* [YOUR OBJECTIVE]: Each line of the data below from the one holding "For every <instance>, write" to the one holding "166L102 147L60 133L42", inclusive, is to be reproduced exactly; no other line belongs in the answer.

* [INPUT]:
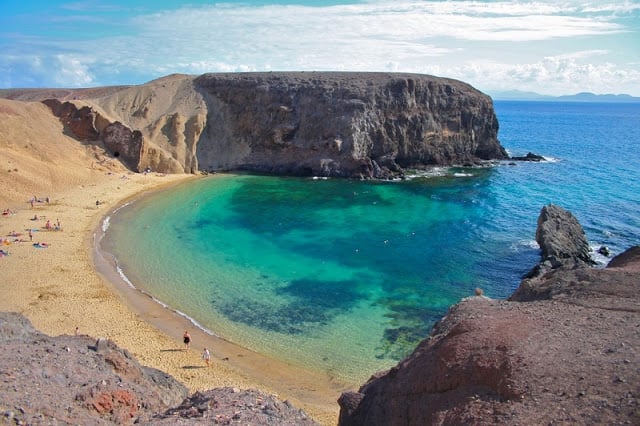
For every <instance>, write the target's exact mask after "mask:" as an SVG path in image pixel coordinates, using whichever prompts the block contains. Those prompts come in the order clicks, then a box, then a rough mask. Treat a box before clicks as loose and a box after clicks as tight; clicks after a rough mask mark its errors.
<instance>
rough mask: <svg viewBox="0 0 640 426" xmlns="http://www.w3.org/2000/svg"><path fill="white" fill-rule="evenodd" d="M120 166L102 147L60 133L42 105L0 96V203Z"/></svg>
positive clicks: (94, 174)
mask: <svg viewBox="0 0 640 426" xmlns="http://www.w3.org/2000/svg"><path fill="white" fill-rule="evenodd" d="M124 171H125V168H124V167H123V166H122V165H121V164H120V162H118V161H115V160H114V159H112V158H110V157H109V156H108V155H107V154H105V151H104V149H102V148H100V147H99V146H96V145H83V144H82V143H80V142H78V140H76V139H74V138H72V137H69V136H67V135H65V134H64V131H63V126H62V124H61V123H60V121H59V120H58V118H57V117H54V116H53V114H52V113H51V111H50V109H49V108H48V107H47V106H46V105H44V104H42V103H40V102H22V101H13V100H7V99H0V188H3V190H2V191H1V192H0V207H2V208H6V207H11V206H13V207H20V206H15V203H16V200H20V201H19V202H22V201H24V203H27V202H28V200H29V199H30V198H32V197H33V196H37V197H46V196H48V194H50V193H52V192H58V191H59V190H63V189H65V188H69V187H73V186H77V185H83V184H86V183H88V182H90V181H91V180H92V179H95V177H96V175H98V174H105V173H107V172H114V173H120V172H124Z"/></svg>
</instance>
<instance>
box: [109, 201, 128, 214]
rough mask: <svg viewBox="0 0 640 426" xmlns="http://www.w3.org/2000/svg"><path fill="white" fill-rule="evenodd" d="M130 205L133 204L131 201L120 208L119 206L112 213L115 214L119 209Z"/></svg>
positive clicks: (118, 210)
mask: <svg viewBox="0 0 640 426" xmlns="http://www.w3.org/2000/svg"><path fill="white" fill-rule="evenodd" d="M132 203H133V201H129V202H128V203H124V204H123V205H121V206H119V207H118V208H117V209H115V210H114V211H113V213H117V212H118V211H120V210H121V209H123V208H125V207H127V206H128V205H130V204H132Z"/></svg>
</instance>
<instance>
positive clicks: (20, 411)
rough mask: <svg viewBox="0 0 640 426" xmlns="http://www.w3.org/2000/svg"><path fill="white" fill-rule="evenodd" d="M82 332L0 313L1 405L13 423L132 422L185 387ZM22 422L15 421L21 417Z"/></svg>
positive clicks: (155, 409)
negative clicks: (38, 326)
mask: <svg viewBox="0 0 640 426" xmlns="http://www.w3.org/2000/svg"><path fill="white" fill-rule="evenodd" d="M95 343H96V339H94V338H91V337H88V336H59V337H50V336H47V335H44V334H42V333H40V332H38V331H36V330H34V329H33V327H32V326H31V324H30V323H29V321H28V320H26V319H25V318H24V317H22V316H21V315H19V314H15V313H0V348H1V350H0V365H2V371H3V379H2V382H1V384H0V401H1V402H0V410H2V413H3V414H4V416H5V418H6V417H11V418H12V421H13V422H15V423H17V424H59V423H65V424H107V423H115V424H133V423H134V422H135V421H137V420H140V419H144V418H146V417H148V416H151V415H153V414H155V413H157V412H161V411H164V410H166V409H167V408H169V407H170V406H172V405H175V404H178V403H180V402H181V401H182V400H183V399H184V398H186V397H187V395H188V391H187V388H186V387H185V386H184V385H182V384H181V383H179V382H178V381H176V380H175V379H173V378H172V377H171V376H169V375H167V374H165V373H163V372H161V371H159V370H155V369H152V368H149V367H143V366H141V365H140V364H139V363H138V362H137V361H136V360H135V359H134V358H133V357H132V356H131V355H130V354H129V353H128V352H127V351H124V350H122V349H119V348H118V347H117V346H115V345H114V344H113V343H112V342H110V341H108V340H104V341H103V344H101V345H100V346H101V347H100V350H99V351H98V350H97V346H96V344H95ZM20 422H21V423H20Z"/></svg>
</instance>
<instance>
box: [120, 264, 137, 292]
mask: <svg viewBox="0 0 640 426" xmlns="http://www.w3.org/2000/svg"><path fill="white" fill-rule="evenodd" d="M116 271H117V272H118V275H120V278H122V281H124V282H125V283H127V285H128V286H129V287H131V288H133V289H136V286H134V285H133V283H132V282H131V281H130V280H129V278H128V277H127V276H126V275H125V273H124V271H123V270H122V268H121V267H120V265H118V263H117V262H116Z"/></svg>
==
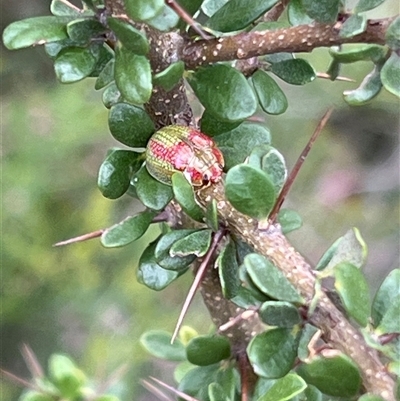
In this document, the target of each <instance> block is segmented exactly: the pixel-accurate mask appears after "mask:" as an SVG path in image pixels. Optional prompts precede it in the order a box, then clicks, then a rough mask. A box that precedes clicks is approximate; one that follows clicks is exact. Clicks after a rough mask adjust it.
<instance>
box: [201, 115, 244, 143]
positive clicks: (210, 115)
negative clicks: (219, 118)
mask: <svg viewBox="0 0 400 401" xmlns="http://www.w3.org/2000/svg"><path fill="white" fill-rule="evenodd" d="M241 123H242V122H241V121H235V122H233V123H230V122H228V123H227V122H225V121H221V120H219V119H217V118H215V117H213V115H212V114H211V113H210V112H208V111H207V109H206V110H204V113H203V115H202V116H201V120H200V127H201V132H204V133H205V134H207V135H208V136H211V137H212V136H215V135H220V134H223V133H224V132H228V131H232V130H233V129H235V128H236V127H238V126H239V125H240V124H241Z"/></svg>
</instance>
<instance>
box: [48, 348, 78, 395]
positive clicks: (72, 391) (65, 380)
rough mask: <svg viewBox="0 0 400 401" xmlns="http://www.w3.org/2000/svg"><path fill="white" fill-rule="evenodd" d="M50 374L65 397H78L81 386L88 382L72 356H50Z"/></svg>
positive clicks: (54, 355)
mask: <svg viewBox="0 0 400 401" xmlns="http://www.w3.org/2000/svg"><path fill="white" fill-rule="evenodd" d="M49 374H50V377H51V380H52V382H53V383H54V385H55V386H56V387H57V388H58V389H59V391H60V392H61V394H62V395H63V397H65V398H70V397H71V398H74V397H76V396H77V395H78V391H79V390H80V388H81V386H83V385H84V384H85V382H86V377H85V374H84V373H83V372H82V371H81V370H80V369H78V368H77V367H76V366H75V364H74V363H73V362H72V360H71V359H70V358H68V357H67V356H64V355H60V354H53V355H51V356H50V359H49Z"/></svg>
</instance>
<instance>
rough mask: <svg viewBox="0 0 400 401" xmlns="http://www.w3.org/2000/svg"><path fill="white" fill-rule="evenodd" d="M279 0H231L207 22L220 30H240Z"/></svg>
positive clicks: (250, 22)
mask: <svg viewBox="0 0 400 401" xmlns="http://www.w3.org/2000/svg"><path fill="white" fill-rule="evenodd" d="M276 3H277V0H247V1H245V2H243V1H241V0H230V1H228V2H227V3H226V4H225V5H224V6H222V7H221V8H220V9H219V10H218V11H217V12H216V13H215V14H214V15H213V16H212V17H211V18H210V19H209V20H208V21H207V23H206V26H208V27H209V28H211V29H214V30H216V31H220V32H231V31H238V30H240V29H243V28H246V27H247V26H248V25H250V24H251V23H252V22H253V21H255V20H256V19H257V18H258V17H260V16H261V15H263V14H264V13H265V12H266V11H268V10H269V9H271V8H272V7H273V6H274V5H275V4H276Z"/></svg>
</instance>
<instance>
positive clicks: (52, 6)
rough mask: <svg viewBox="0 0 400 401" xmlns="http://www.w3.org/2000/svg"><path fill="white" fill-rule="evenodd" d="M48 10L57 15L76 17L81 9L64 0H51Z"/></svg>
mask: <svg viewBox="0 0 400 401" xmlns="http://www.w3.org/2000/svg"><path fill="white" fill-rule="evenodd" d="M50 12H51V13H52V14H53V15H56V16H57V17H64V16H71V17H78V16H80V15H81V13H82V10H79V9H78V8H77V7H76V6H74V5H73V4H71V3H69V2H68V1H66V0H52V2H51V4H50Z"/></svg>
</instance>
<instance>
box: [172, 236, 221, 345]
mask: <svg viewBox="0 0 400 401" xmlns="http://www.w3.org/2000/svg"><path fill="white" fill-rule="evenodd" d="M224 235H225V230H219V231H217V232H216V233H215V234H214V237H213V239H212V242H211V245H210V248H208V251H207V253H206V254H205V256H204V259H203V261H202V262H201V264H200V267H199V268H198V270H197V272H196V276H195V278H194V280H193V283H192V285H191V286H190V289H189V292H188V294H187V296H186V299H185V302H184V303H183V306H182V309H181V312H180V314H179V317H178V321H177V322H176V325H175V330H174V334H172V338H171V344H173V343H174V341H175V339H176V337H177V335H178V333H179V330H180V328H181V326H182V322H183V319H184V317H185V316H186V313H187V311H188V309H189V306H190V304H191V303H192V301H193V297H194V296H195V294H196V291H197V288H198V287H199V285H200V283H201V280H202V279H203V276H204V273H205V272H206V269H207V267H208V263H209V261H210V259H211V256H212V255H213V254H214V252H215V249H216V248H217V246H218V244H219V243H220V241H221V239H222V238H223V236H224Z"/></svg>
* * *
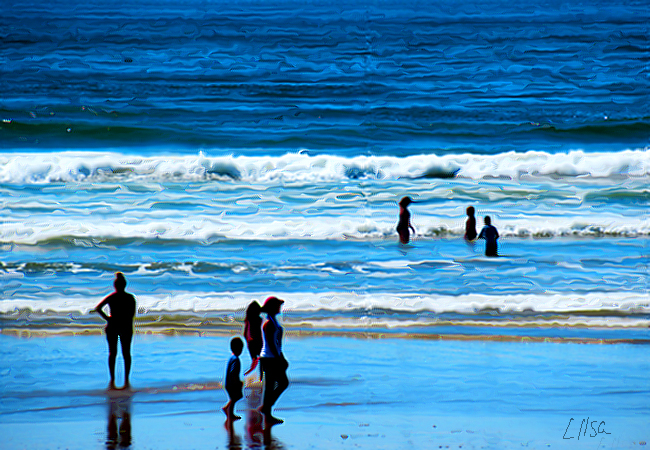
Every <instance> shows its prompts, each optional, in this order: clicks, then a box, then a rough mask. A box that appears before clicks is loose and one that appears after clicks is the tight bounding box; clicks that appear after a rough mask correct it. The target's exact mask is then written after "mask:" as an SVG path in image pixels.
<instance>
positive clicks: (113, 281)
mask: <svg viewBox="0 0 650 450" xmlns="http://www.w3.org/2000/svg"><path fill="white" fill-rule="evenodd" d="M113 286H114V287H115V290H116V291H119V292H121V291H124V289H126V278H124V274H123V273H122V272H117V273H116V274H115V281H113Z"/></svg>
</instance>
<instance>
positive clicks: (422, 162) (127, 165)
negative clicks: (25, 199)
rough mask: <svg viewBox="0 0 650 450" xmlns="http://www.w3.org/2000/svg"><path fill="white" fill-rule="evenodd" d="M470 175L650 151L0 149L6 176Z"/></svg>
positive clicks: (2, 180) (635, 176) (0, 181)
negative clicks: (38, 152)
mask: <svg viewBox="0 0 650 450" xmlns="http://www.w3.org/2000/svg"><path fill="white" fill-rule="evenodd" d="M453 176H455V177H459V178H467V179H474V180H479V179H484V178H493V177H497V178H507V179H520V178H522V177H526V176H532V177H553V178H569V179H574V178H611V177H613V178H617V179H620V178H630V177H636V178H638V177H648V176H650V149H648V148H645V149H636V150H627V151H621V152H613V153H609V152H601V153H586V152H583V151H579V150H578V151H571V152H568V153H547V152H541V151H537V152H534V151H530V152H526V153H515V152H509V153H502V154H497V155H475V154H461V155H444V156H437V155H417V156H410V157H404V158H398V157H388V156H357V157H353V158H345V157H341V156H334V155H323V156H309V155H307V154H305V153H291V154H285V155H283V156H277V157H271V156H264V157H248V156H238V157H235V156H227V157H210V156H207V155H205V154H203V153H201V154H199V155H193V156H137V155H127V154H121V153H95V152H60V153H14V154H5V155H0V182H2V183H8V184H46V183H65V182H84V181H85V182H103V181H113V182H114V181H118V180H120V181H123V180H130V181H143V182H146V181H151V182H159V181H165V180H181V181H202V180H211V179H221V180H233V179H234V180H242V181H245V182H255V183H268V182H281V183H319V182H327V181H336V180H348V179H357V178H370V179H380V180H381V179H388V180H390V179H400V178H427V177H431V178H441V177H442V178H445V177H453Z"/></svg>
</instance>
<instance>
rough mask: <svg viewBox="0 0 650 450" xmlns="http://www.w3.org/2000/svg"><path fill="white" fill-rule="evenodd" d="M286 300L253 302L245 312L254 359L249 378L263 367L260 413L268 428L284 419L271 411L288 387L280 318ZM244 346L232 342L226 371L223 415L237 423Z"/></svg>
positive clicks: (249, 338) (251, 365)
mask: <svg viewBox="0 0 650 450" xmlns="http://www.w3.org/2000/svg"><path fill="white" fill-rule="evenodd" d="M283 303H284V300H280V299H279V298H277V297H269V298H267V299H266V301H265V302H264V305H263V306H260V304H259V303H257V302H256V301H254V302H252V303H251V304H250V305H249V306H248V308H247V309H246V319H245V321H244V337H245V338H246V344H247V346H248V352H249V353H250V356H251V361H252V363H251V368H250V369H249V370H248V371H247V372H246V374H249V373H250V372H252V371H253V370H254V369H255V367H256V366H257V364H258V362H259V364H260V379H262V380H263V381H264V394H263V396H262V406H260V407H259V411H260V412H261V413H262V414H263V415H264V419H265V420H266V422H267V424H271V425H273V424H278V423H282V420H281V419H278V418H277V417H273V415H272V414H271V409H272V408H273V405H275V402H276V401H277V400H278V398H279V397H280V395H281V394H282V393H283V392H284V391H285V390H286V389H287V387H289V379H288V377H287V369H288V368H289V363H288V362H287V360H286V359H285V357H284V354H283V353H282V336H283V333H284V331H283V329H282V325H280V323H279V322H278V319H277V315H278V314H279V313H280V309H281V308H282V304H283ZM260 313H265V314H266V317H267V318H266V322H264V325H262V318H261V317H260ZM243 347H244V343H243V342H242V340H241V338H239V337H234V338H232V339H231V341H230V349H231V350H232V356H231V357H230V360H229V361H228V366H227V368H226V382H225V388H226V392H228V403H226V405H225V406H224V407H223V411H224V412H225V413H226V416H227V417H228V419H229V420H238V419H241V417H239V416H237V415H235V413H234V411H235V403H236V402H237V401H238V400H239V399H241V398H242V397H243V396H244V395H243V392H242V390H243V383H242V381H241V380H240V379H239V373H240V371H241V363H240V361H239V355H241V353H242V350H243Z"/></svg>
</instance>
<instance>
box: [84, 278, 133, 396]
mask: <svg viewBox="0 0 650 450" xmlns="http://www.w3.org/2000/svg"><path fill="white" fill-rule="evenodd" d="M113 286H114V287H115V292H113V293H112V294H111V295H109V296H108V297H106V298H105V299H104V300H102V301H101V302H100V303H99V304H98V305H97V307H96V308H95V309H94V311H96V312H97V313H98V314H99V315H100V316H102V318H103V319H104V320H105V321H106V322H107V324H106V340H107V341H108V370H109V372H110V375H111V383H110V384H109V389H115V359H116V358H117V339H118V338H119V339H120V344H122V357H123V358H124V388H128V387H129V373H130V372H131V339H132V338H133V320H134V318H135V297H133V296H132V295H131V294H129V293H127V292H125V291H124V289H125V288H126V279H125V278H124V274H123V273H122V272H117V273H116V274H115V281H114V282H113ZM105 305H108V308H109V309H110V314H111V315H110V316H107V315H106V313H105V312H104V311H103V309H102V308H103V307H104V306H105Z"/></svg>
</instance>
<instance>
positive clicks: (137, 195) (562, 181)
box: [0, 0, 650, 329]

* [ANSWER FOR THE TASK]:
For every <instance>, write the target's exact mask after "mask:" as an SVG path in image pixel coordinates, using whichever prompts the block contains. Those prompts come in the order clicks, then a box, then a rough mask. Treat a box before clicks as loose and a box after clicks as tight; clicks after a rough mask mark its errors.
<instance>
rough mask: <svg viewBox="0 0 640 426" xmlns="http://www.w3.org/2000/svg"><path fill="white" fill-rule="evenodd" d="M120 166L102 147L60 133L42 105L0 96V203Z"/></svg>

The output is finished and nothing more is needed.